Only the lines from the one containing "Thanks for the photo. Could you please mark the wolf ear" through the last line below should be written out, exactly and with both ends kept.

** START Data lines **

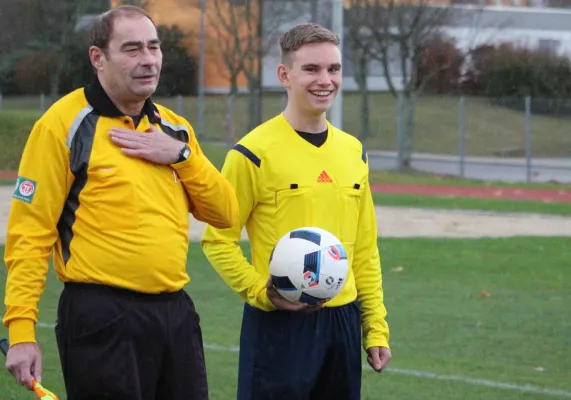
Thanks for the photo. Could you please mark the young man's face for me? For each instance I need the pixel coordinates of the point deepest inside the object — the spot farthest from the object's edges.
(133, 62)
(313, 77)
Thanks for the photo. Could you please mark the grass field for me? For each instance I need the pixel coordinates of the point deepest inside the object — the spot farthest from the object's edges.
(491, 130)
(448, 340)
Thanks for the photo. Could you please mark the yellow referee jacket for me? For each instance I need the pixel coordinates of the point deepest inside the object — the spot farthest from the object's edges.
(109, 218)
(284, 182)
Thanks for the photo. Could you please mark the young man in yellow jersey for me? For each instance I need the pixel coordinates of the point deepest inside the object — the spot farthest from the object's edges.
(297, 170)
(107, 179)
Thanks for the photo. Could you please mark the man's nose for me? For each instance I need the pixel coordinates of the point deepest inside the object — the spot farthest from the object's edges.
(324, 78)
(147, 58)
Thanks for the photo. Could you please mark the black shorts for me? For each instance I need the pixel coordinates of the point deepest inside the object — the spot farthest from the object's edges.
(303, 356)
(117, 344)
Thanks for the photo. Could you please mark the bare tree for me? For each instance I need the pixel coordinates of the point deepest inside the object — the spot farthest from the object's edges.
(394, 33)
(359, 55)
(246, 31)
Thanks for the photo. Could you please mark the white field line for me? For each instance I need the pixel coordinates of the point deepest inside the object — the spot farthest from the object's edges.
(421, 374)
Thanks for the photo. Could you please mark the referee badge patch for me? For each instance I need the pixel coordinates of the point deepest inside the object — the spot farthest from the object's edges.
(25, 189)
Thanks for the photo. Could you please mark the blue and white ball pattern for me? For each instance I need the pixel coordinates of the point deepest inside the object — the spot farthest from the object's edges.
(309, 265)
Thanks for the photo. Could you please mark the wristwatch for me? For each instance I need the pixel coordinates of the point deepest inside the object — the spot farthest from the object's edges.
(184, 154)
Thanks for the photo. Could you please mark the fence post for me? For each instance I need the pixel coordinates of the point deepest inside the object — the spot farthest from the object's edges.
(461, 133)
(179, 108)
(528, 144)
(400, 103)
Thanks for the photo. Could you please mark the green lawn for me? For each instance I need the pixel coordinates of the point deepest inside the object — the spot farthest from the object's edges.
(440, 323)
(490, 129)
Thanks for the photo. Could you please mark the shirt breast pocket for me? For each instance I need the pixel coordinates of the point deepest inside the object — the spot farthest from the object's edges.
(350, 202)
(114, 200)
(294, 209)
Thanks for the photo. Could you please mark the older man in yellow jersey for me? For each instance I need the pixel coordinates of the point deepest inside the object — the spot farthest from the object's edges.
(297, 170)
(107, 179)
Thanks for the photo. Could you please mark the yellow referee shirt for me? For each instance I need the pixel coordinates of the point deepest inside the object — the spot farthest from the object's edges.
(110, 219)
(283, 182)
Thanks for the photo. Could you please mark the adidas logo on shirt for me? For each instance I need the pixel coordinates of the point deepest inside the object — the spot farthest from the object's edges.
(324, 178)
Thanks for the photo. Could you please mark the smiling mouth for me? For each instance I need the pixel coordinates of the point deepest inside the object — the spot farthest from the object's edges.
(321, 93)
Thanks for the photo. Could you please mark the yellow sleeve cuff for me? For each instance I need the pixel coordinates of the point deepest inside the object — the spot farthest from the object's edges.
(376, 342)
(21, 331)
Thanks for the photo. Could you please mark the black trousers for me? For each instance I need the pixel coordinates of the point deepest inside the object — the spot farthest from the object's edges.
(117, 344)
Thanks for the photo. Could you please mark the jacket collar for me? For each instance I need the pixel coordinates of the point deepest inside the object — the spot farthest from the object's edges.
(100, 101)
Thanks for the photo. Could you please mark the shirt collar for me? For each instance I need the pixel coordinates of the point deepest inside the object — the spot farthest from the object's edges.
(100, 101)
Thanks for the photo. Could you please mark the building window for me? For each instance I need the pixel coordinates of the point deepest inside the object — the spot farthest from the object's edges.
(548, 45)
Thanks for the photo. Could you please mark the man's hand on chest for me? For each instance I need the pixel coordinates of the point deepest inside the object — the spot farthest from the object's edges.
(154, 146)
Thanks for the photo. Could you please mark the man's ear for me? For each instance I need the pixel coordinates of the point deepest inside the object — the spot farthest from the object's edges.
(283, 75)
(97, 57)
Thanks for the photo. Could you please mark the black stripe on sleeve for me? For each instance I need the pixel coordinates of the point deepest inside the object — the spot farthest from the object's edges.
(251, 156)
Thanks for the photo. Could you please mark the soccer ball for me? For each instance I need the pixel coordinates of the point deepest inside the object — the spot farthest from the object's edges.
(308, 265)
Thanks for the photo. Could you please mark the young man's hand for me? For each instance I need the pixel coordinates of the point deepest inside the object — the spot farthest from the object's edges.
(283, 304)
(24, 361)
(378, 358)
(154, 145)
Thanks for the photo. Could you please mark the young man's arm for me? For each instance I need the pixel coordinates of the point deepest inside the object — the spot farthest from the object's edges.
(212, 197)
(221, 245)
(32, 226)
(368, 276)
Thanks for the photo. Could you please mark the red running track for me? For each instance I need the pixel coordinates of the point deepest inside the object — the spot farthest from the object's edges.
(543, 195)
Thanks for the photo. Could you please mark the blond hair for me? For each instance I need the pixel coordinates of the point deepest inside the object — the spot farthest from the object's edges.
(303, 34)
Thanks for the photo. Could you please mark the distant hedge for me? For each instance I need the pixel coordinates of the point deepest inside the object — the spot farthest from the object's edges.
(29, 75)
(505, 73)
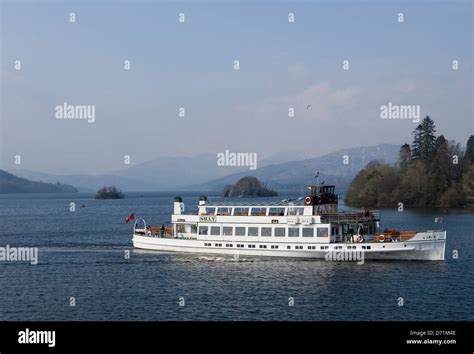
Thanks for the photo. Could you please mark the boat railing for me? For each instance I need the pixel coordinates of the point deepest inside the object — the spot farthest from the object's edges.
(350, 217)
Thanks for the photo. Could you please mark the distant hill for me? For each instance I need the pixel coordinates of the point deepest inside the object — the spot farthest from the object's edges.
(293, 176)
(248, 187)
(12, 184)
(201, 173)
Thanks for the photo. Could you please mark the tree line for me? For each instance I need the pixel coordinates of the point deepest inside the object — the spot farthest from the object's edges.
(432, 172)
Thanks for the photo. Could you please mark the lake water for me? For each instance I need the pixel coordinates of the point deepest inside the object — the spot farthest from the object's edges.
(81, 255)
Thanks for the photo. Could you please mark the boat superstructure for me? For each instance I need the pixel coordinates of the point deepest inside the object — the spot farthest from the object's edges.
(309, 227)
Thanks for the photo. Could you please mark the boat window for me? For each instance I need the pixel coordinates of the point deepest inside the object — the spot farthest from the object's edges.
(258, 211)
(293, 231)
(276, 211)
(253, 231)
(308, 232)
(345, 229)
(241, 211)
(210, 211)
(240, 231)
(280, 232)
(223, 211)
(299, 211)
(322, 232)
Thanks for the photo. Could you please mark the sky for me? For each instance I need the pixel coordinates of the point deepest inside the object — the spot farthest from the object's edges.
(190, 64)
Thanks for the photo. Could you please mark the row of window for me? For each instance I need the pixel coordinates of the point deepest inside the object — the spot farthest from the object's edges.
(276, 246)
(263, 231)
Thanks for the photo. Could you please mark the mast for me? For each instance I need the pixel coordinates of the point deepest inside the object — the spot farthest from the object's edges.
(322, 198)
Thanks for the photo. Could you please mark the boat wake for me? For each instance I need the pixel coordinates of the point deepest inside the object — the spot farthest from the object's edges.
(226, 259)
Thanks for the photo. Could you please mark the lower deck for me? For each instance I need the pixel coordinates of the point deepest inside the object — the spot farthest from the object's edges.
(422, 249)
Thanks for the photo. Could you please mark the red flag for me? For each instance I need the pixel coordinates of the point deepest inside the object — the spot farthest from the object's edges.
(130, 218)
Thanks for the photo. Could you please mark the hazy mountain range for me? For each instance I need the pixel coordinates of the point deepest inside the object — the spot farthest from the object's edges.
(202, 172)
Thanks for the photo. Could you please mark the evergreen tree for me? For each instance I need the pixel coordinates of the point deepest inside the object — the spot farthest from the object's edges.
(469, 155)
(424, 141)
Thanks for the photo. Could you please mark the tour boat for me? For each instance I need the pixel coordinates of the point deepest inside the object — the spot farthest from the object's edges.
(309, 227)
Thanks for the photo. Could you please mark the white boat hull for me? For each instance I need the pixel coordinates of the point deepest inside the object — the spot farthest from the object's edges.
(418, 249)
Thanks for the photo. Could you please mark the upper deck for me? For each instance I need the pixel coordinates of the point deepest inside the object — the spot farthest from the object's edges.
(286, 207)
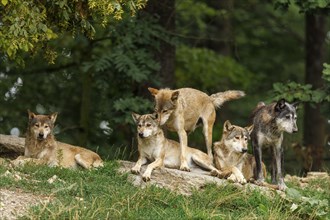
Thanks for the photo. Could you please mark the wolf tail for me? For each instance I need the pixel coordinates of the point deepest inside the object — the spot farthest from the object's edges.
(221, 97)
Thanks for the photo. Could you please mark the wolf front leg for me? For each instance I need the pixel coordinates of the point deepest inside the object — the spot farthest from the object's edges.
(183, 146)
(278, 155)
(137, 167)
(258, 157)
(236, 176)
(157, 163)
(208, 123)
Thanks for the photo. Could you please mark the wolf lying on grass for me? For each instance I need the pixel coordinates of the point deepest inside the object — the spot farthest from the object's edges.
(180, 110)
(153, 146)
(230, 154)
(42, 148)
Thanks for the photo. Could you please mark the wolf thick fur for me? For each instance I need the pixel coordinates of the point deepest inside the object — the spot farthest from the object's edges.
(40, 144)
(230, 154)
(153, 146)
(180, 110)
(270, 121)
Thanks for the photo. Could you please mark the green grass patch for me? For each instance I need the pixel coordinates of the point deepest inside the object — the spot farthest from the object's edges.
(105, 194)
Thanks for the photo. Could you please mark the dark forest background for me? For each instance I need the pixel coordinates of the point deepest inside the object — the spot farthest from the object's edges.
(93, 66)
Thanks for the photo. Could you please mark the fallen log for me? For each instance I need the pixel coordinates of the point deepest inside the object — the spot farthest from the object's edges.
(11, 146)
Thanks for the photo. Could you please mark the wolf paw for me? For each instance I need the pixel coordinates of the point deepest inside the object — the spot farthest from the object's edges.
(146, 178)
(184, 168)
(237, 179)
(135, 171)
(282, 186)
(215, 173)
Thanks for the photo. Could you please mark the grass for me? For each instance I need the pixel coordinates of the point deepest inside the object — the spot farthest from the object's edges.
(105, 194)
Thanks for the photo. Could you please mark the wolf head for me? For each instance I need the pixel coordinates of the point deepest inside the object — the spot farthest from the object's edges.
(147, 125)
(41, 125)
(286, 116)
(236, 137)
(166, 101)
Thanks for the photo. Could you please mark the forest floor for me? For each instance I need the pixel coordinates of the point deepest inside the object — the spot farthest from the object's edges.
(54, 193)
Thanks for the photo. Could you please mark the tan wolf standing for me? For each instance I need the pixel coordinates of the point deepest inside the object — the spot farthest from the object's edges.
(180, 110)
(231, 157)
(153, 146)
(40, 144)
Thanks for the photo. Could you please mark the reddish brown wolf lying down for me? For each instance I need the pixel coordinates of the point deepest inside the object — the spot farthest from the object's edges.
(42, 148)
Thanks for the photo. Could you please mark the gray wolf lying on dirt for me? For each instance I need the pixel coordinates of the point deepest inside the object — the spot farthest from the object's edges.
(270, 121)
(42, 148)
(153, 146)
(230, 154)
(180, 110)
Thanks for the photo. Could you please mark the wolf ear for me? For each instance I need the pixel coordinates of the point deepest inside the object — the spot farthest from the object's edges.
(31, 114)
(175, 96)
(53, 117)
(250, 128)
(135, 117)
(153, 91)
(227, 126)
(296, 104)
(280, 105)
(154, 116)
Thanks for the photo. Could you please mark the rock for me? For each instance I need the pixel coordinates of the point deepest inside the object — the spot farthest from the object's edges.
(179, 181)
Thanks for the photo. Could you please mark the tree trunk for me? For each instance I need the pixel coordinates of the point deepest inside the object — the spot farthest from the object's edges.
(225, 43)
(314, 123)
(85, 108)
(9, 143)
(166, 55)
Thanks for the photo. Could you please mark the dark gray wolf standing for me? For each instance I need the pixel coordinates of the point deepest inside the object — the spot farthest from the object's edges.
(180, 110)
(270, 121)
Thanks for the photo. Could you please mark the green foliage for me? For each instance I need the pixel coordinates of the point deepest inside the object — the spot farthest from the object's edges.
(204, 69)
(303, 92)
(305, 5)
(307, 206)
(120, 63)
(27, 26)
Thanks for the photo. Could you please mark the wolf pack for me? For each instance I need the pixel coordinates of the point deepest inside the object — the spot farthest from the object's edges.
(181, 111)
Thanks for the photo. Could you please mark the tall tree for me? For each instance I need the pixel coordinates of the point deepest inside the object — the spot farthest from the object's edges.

** END Data lines **

• Correct answer:
Thanks for the photo. Could you please mark the wolf ear for me? For each instance I need the pixel coordinates of the point deepest inside the object — the spot farthest from the object's edges.
(31, 114)
(175, 96)
(53, 117)
(250, 128)
(135, 117)
(153, 91)
(227, 126)
(296, 104)
(280, 105)
(154, 116)
Thanks for the photo. Could you please mark the rock for me? For each instance I need the pixel coordinates of the point deepest inside the object — the spot farthest from the object's edges.
(179, 181)
Thanks for the photo. Could you please mark the tree trunk for me? For each instance I need the pixel coordinates of the point deepest inside the object — the spot farthest from the object's edges.
(225, 43)
(314, 123)
(85, 108)
(9, 143)
(166, 55)
Thanks for the photo. Could you please mark the dark gray wolf standing for me? For each instance I need the pixel coordinates of the point deepest inside the object — the spot farthest from the object's edges.
(180, 110)
(270, 121)
Thanks for the photo. Could you please mark the green foliage for me? For each instance I need the pixel coordinates of the point deepest inside the object — the spot farthest from the object's edges.
(204, 69)
(303, 92)
(305, 5)
(307, 206)
(120, 63)
(27, 26)
Thanks for the photo. Could you please mark the wolf pack for me? For each instance I need the pixel coordinates of the point deepest inside the object — the spot farthest from the object's edges.
(181, 111)
Thanks for the photo. Could you please mark the tall tree for me? For each instance I need the pixel coordinates of the point deepest inside the object — the spot farthest from the object's edges.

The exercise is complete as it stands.